#### COMPLETE THE FOLLOWING
1. Reproduce verbatim the passage of the Chuck Norris joke thread starting at "One time Chuck" and ending at "(Mar 10, 2011)".
2. List every username that heads a post in the Chuck Norris joke thread, where each such name is followed by a date in parentheses.
3. Continue the Chuck Norris joke thread from the point at which it stops.

#### EXTRACT PROVIDED
━━━━━━━━━━━━━━━━

One time Chuck Norris roundhouse kicked so fast that his foot went back in time and kicked Emelia Erhardt in the face.
Q: What's the last thing going through your head when you meet Chuck Norris?  A: His boot
Chuck Norris does not do Push-Ups, he instead pushes the Earth down.
Under Chuck Norris's beard, there is not a chin.  There is only another fist.

I'll be here all week! *walks off stage*


----------



## Peter_SSs (Mar 10, 2011)

MrKowz said:


> I'll be here all week!


Just search the Lounge for Chuck Norris.


----------



## Richard Schollar (Mar 11, 2011)

D Hawley doesn't **** with Chuck Norris


----------



## JamesW (Mar 11, 2011)

Bah, Chuck Norris 'jokes' are stolen from the old Mr. T jokes.

━━━━━━━━━━━━━━━━

#### MATERIAL PROVIDED
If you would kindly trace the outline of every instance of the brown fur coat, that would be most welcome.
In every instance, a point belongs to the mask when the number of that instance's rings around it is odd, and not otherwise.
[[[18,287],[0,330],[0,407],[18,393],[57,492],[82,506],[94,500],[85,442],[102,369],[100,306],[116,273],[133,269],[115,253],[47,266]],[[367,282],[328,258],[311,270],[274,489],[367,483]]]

━━━━━━━━━━━━━━━━

#### ANSWERS TO EACH TASK
1.
One time Chuck Norris roundhouse kicked so fast that his foot went back in time and kicked Emelia Erhardt in the face.
Q: What's the last thing going through your head when you meet Chuck Norris?  A: His boot
Chuck Norris does not do Push-Ups, he instead pushes the Earth down.
Under Chuck Norris's beard, there is not a chin.  There is only another fist.

I'll be here all week! *walks off stage*


----------



## Peter_SSs (Mar 10, 2011)

2.
Peter_SSs
Richard Schollar
JamesW

3.
It took 4 women 3 days to give birth to Mr. T.


----------



## Gerald Higgins (Mar 11, 2011)

I understand Chuck Norris often uses the =ROUND(HOUSE,0) function.


----------



## SuperFerret (Mar 11, 2011)




----------



## Expiry (Mar 14, 2011)

They named a street after Chuck Norris, but had to change it because no-one crosses Chuck Norris and lives.

When Chuck Norris crosses the road, the traffic looks both ways.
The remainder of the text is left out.